> _WORK INSTRUCTIONS_
Reproduce each line of the material precisely.

> _RECORDS PROVIDED_
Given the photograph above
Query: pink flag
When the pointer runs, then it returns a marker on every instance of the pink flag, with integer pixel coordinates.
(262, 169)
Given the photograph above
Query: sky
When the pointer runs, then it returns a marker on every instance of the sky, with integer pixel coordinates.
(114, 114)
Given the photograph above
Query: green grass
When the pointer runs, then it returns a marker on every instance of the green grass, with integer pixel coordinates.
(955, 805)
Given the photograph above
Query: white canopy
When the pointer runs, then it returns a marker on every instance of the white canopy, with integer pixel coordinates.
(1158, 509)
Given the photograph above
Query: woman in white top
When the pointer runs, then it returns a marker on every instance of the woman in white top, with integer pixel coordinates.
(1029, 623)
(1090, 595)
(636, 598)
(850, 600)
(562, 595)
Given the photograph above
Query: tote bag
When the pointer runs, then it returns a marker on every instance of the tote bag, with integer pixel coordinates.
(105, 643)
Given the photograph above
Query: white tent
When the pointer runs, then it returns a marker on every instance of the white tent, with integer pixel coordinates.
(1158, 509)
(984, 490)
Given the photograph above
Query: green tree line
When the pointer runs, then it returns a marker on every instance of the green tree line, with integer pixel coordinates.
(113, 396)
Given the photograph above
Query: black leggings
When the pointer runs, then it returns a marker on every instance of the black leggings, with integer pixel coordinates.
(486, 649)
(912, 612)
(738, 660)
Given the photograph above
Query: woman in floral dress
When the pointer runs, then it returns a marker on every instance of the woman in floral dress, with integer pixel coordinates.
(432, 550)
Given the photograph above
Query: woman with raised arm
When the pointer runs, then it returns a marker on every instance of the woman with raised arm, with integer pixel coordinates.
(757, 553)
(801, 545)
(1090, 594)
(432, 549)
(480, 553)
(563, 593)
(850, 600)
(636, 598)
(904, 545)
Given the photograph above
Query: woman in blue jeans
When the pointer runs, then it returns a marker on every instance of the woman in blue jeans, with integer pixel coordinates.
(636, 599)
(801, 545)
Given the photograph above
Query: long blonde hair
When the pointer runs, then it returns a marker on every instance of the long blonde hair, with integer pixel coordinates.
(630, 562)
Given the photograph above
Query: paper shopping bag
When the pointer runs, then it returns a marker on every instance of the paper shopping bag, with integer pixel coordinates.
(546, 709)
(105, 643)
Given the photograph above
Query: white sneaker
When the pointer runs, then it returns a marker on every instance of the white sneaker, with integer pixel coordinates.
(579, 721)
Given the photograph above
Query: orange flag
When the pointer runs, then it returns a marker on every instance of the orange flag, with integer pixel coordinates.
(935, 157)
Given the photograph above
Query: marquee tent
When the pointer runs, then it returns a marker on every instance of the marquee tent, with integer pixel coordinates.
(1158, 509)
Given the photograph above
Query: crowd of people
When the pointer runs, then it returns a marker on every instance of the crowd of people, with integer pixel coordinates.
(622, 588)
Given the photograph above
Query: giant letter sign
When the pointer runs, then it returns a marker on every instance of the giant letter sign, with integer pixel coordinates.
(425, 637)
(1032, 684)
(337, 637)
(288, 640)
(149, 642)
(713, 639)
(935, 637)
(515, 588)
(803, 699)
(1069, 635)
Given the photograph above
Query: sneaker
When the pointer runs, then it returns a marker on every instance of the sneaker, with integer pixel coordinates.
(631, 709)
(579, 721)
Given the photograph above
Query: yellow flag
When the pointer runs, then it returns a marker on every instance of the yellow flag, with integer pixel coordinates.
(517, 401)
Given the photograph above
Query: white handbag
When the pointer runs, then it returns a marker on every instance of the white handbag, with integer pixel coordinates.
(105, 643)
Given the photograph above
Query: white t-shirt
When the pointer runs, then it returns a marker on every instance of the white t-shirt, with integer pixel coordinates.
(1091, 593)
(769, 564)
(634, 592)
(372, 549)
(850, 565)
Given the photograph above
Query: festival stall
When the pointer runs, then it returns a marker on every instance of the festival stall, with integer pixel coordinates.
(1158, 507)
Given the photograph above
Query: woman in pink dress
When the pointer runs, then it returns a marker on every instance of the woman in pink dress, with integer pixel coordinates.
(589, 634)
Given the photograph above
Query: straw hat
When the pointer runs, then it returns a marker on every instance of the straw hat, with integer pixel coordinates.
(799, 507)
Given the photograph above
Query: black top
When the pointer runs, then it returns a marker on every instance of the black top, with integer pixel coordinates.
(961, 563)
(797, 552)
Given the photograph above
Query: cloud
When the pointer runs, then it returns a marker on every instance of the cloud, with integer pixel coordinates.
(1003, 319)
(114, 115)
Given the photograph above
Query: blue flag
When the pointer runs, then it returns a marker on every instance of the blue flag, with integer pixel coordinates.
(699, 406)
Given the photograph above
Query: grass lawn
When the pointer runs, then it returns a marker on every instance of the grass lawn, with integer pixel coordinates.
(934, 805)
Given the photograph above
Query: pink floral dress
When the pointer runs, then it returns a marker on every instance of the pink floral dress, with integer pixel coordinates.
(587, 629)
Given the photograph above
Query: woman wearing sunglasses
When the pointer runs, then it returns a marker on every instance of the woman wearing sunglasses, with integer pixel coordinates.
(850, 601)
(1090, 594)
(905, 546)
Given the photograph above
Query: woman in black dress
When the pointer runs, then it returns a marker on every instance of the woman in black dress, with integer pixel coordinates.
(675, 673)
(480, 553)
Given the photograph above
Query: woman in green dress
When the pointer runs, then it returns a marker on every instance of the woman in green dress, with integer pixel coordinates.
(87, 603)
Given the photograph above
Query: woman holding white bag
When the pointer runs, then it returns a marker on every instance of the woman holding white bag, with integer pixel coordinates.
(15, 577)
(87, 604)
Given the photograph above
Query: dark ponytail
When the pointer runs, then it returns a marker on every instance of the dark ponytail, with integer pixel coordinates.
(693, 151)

> _REPLY_
Given the photograph above
Query: pink flag
When the pointer runs, then it returns a marker on every instance of the pink flag, with integer pixel coordinates.
(262, 169)
Given the photograph above
Query: sky
When the pointer runs, then it returns a marker on every instance of the sky, with integer pixel coordinates.
(114, 114)
Given the photograph above
Query: green grass
When the pointer runs, then it returns a marker on every instance of the green grass, with integer pixel coordinates.
(955, 805)
Given the photograph above
Query: white canopy
When the pointer runs, then it returns a marker on every instance of the white canopy, with integer pixel coordinates.
(1158, 509)
Given the photograph above
Query: woman in white top
When the pointer runs, then it returns a marker on every instance of the woman in white top, with integer pixel coordinates.
(1029, 623)
(1090, 595)
(636, 598)
(850, 600)
(562, 595)
Given the photograph above
Query: tote bag
When the pointer runs, then it returns a marker on every instance of the tote bag, with integer pixel coordinates.
(105, 643)
Given the photograph above
Query: white tent
When the pointer runs, then it returns a marker on every instance of the white tent, with integer pixel coordinates.
(1158, 509)
(984, 490)
Given the photograph above
Query: green tree line
When the pointer runs, then it returns a marker on every instance of the green tree line, with integer pixel coordinates.
(113, 396)
Given the photograph above
Query: black leggings
When the pointer runs, then it returns a marker on every instance of the black leggings, with integer pixel coordinates.
(486, 649)
(912, 612)
(738, 660)
Given the photograph above
Query: woman in floral dress
When the pointer runs, then it returns a marker on every instance of the woman in floral dress, with integer pixel coordinates.
(432, 550)
Given the photograph above
Query: woman with raised arm
When the pointer runs, then it returns a marker on every instance of the woman with raised arm, with integer pixel coordinates.
(757, 553)
(801, 545)
(1090, 594)
(432, 549)
(480, 553)
(563, 593)
(850, 600)
(636, 598)
(904, 545)
Given the photograph above
Query: woman in blue jeans
When the pointer runs, then it returns a marker on every instance of the woman in blue jeans, with integer pixel coordinates.
(636, 599)
(801, 545)
Given the photograph above
Query: long blonde hair
When the pointer runs, then it returns a marker on every instance of the long blonde hair, with integer pixel coordinates.
(630, 562)
Given the photograph above
Query: paper shopping bag
When the pointer runs, then it returns a marker on every instance of the paper shopping bag, with integer pixel coordinates.
(546, 709)
(105, 643)
Given the photograph above
Query: white sneaker
When the pointer runs, then it returns a marker on every instance of the white sneaker, with integer pixel coordinates.
(579, 721)
Given the photograph above
Query: orange flag
When the pointer runs, then it returns a marker on every instance of the orange flag, with integer pixel coordinates.
(935, 157)
Given the photograph above
Query: marquee tent
When the pointer runs, then it returns a marker on every instance of the marquee tent, with integer pixel coordinates.
(1158, 509)
Given the photograph above
Query: crowd of people
When the pointer runs, then it returns a marker on every instance of the crowd of people, with integer pixel coordinates.
(622, 588)
Given the photograph above
Query: giant letter sign
When the pointer runs, then it returns a marker on every instance of the giant letter sign, with integer pixel coordinates.
(425, 637)
(1032, 684)
(337, 637)
(288, 640)
(149, 642)
(713, 639)
(935, 637)
(515, 588)
(803, 699)
(1069, 635)
Given the photograph above
Query: sneaker
When the pointer runs, then it returns a marker on every instance of the sneaker, with integer pixel coordinates.
(631, 709)
(579, 721)
Given the photograph above
Query: yellow flag
When the pointer runs, then it returns a marker on every instance of the yellow flag, with integer pixel coordinates.
(517, 401)
Given the photograph above
Query: white handbag
When the pointer runs, then it returns a marker on every instance of the white handbag, with integer pixel coordinates.
(105, 643)
Given the photograph above
Query: white t-shirt
When the pointer runs, then it returns a marker on every instance of the white t-shirt, with integer pixel coordinates.
(1091, 593)
(769, 564)
(634, 592)
(372, 549)
(850, 565)
Given the photograph above
Query: festival stall
When the pointer runs, then it returns a marker on every instance of the festival stall, with integer pixel coordinates.
(1158, 507)
Given the photograph above
Query: woman in pink dress
When the pointer runs, then it returns a marker on every instance of the woman in pink dress, with integer pixel coordinates.
(589, 634)
Given the photograph above
Query: straw hat
When the pointer runs, then it returns a marker on every instance of the straw hat, with integer pixel coordinates.
(799, 507)
Given the photograph above
Query: black top
When the pointer runs, then it returns a marker on every instance of the black top, with integer pixel coordinates.
(961, 563)
(797, 552)
Given the photograph above
Query: cloud
When the pointer runs, then it returns a marker on every instance of the cloud, with integer pixel coordinates.
(1003, 319)
(114, 115)
Given the photograph above
Query: blue flag
When the pointer runs, then it returns a marker on every instance of the blue flag, with integer pixel coordinates.
(699, 406)
Given the photograph above
Query: grass lawn
When the pointer runs, then it returns a marker on every instance of the grass lawn, with integer pixel coordinates.
(934, 805)
Given the photograph above
Query: pink floral dress
When the pointer runs, then it returns a marker on every instance of the pink floral dress, with integer pixel coordinates.
(587, 629)
Given the photograph above
Query: woman wearing sunglasses
When the pointer runs, then it returns a marker on every instance of the woman wearing sunglasses, with integer pixel coordinates.
(850, 601)
(1090, 594)
(905, 546)
Given the photograph above
Query: woman in black dress
When the pointer runs, then it returns a marker on every instance of the woman in black dress, with integer pixel coordinates.
(675, 673)
(480, 553)
Given the photograph above
Query: woman in green dress
When the pointer runs, then it returns a marker on every instance of the woman in green dress, with integer pixel coordinates.
(87, 603)
Given the photograph above
Query: woman holding white bag
When the pointer runs, then it returns a marker on every instance of the woman holding white bag, with integer pixel coordinates.
(15, 577)
(87, 604)
Given the photograph above
Query: dark ponytail
When the pointer runs, then it returns a marker on every instance of the dark ponytail, with integer pixel coordinates.
(693, 151)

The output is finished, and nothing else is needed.